DIRECTIVE => Rewrite the items below, replacing every "positive clicks" with "foreground clicks" and changing nothing else.

DATA SECTION =>
============
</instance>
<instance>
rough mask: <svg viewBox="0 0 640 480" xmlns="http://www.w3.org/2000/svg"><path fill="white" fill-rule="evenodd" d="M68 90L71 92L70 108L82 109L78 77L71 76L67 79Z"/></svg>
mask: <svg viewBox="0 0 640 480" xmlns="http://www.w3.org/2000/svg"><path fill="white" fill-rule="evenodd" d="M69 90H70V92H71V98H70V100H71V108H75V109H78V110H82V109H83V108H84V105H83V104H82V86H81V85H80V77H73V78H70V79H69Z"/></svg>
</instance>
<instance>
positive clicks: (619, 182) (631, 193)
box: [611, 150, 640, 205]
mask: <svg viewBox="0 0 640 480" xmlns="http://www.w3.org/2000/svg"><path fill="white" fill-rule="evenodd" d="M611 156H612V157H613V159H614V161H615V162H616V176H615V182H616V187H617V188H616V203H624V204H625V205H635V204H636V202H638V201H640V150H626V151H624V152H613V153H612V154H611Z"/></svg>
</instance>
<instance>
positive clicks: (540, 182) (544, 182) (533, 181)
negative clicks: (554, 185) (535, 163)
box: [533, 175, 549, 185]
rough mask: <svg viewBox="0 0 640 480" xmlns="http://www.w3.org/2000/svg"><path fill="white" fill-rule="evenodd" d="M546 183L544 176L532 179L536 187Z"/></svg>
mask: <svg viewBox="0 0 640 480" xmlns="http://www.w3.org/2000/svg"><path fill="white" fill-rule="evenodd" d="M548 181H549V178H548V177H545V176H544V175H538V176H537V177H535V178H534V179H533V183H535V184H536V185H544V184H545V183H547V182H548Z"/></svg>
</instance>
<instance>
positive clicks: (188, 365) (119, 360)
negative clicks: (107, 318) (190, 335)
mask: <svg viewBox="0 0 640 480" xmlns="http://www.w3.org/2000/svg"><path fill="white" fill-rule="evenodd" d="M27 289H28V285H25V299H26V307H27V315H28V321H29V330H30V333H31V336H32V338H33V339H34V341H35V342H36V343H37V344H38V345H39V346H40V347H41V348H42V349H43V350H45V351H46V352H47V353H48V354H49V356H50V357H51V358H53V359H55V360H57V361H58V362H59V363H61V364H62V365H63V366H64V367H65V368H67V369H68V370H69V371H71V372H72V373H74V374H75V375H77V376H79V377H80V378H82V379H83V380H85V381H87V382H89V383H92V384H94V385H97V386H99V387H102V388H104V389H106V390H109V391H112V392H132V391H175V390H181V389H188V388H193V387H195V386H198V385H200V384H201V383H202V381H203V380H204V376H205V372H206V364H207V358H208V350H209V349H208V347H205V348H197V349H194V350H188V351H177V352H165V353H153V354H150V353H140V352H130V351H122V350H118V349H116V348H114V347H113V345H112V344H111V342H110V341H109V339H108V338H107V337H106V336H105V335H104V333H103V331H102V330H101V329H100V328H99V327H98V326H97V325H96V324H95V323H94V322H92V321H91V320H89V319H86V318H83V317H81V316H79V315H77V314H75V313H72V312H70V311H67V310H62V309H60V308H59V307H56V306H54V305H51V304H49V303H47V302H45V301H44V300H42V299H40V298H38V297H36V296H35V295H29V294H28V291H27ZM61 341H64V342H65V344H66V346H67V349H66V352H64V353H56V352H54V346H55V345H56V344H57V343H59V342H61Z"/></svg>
============
WRITTEN RESPONSE =>
</instance>
<instance>
rough mask: <svg viewBox="0 0 640 480" xmlns="http://www.w3.org/2000/svg"><path fill="white" fill-rule="evenodd" d="M68 90L71 92L70 108L82 109L78 77L71 76L67 79Z"/></svg>
mask: <svg viewBox="0 0 640 480" xmlns="http://www.w3.org/2000/svg"><path fill="white" fill-rule="evenodd" d="M69 90H70V92H71V98H70V100H71V108H75V109H78V110H82V109H83V108H84V105H83V104H82V86H81V85H80V77H73V78H70V79H69Z"/></svg>
</instance>
<instance>
foreground clicks: (619, 182) (631, 193)
box: [611, 150, 640, 205]
mask: <svg viewBox="0 0 640 480" xmlns="http://www.w3.org/2000/svg"><path fill="white" fill-rule="evenodd" d="M611 156H612V157H613V159H614V161H615V162H616V176H615V182H616V187H617V188H616V203H624V204H625V205H635V204H636V202H638V201H640V150H626V151H624V152H613V153H612V154H611Z"/></svg>
</instance>
<instance>
foreground clicks: (540, 182) (544, 182) (533, 181)
negative clicks: (554, 185) (535, 163)
box: [533, 175, 549, 185]
rough mask: <svg viewBox="0 0 640 480" xmlns="http://www.w3.org/2000/svg"><path fill="white" fill-rule="evenodd" d="M546 183L544 176L532 179L536 187Z"/></svg>
mask: <svg viewBox="0 0 640 480" xmlns="http://www.w3.org/2000/svg"><path fill="white" fill-rule="evenodd" d="M548 181H549V178H548V177H545V176H544V175H538V176H537V177H535V178H534V179H533V183H535V184H536V185H544V184H545V183H547V182H548Z"/></svg>
</instance>
<instance>
foreground clicks: (188, 365) (119, 360)
negative clicks: (107, 318) (190, 335)
mask: <svg viewBox="0 0 640 480" xmlns="http://www.w3.org/2000/svg"><path fill="white" fill-rule="evenodd" d="M27 289H28V285H25V299H26V307H27V315H28V321H29V330H30V333H31V336H32V338H33V339H34V341H35V342H36V343H37V344H38V345H39V346H40V347H41V348H42V349H43V350H45V351H46V352H47V353H48V354H49V356H50V357H51V358H53V359H55V360H57V361H58V362H59V363H61V364H62V365H63V366H64V367H65V368H67V369H68V370H69V371H71V372H72V373H74V374H75V375H77V376H79V377H80V378H82V379H83V380H85V381H87V382H89V383H92V384H94V385H97V386H99V387H102V388H104V389H106V390H109V391H112V392H132V391H175V390H181V389H188V388H193V387H195V386H198V385H200V384H201V383H202V381H203V380H204V376H205V372H206V364H207V358H208V350H209V349H208V347H205V348H197V349H194V350H188V351H177V352H165V353H153V354H150V353H140V352H130V351H122V350H118V349H116V348H114V347H113V345H112V344H111V342H110V341H109V339H108V338H107V337H106V336H105V335H104V333H103V331H102V330H101V329H100V328H99V327H98V326H97V325H96V324H95V323H94V322H92V321H91V320H89V319H86V318H83V317H81V316H79V315H77V314H75V313H72V312H70V311H67V310H62V309H60V308H59V307H56V306H54V305H51V304H49V303H47V302H45V301H44V300H42V299H40V298H38V297H36V296H35V295H29V294H28V291H27ZM61 341H64V342H65V344H66V346H67V349H66V352H64V353H56V352H54V346H55V345H56V344H57V343H59V342H61Z"/></svg>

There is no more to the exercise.